***** AVAILABLE DATA *****

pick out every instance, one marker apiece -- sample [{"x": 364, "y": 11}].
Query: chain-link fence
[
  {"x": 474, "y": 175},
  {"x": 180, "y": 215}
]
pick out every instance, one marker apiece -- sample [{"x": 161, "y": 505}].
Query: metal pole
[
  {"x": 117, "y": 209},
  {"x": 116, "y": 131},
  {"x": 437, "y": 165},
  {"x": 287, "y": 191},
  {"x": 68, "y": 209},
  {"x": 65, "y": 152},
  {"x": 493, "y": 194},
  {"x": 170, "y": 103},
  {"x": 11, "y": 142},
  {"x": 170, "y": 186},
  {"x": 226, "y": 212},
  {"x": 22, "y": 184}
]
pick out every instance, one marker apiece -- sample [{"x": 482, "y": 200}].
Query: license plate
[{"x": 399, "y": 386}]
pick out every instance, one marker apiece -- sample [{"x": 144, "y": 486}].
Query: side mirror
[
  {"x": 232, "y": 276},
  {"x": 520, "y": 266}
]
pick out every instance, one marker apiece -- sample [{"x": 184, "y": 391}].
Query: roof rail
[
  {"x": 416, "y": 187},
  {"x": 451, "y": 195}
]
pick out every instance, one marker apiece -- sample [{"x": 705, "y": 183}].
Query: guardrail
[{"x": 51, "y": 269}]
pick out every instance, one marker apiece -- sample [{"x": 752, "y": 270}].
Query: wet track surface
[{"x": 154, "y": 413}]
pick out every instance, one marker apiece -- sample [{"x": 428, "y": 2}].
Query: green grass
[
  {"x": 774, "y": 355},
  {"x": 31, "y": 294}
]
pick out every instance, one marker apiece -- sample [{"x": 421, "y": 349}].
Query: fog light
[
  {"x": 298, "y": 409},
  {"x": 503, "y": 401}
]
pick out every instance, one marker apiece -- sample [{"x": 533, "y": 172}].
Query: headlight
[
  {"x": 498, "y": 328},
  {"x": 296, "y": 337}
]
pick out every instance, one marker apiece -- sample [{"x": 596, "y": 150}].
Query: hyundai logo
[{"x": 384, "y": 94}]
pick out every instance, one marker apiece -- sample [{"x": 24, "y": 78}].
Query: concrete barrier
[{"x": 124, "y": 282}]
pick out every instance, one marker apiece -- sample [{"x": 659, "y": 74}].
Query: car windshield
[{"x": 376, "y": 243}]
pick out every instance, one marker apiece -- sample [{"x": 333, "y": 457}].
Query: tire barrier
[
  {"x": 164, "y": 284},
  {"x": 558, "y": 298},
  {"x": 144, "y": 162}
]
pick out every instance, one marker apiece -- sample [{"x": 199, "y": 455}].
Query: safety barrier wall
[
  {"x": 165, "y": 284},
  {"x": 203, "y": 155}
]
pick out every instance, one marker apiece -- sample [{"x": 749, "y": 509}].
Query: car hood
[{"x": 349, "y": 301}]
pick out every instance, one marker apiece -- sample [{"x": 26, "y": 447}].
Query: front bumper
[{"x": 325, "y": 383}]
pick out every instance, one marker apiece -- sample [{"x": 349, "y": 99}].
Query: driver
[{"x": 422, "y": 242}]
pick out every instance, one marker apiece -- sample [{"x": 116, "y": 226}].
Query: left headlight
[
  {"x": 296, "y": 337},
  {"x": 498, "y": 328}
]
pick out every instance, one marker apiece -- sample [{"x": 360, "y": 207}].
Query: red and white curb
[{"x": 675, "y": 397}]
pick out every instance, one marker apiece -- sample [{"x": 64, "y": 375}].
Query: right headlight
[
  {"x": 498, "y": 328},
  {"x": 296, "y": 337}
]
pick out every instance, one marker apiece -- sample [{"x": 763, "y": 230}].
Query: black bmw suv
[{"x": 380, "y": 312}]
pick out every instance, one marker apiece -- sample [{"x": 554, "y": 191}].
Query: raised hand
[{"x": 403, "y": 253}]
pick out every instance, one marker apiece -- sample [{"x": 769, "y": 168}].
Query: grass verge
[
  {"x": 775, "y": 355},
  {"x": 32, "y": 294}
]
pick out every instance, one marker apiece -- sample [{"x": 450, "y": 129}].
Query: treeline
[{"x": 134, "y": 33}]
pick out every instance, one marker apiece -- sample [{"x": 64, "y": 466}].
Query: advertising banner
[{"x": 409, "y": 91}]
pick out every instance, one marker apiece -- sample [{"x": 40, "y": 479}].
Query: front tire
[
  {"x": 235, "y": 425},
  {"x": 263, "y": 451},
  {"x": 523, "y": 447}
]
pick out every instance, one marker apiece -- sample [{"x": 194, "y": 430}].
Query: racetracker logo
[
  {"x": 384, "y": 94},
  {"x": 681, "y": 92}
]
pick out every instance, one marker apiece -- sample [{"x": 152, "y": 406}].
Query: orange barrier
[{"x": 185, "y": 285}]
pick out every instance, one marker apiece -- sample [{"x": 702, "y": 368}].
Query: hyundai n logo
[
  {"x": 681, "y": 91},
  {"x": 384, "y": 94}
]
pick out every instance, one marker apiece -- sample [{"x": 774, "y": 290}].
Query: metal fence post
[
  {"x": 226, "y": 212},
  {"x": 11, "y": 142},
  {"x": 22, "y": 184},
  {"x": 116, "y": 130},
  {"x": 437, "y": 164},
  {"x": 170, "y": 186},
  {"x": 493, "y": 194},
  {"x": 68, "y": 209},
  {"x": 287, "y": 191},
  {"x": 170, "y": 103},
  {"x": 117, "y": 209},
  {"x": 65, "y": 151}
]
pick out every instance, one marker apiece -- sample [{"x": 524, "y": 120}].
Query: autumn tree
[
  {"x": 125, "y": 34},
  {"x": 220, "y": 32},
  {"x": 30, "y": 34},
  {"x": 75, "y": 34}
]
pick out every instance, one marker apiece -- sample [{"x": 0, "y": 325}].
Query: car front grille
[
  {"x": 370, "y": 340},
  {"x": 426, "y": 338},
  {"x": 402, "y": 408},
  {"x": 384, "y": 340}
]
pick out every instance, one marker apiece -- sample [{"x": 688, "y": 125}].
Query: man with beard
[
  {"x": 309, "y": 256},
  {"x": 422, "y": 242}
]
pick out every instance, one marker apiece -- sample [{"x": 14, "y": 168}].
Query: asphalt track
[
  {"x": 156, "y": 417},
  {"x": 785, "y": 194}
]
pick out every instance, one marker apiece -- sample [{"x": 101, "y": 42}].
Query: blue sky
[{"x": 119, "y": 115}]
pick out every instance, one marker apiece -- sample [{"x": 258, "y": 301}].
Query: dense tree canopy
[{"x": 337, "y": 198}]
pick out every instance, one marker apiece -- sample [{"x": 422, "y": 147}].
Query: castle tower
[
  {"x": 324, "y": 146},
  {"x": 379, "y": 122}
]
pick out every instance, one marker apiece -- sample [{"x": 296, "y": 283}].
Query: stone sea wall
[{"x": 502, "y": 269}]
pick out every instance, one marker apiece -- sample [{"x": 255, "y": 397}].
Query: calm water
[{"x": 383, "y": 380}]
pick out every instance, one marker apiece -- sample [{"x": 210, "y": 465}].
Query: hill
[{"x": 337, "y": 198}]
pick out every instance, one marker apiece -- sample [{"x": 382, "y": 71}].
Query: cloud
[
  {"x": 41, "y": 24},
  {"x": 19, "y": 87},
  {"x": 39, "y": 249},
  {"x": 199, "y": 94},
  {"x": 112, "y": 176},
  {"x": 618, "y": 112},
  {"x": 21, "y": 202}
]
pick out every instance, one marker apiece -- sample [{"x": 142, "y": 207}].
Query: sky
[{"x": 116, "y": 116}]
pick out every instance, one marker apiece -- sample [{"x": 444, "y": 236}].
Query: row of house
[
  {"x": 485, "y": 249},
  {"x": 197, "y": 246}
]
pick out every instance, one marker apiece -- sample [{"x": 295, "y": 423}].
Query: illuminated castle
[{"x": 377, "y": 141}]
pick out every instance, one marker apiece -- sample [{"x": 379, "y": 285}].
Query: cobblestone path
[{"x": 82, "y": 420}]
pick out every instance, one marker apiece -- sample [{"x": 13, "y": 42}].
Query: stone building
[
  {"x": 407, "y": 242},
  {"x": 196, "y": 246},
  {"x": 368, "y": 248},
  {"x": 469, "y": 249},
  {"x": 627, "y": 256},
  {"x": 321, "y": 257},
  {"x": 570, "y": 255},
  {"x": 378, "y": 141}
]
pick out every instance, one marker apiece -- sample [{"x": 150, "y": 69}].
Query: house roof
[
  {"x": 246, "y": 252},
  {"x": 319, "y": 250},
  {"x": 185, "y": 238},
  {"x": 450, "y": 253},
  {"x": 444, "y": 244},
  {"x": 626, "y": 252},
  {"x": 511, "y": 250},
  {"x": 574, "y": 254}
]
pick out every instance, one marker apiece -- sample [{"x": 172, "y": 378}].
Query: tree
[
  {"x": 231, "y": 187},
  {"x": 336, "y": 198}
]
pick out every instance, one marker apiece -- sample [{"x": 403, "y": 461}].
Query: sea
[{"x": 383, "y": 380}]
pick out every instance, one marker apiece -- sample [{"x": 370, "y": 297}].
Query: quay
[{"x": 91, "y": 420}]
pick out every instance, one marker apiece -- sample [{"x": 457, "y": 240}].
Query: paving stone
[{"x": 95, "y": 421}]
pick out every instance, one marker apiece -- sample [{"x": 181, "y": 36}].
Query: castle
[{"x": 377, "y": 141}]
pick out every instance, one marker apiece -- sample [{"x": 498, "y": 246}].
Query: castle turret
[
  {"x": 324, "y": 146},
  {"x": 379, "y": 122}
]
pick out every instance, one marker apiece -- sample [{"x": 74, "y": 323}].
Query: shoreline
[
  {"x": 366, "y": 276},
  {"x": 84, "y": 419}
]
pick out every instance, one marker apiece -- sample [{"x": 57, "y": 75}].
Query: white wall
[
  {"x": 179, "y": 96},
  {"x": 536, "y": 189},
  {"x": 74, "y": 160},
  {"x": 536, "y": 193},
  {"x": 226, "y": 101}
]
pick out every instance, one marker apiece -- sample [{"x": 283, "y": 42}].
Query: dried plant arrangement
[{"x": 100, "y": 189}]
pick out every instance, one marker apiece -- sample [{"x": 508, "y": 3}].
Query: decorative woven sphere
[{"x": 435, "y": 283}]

*****

• INSTRUCTIONS TO FOLLOW: Starting at the line with "Query: white wall", copy every line down to the last one above, exactly as written and with nothing else.

• TASK SOLUTION:
Query: white wall
[
  {"x": 179, "y": 96},
  {"x": 536, "y": 189},
  {"x": 74, "y": 160},
  {"x": 536, "y": 193},
  {"x": 226, "y": 101}
]
pick out every instance, one marker apiece -- sample [{"x": 283, "y": 42}].
Query: dried plant arrangement
[{"x": 100, "y": 189}]
pick out every instance, one marker apiece -- sample [{"x": 508, "y": 3}].
Query: decorative woven sphere
[{"x": 435, "y": 283}]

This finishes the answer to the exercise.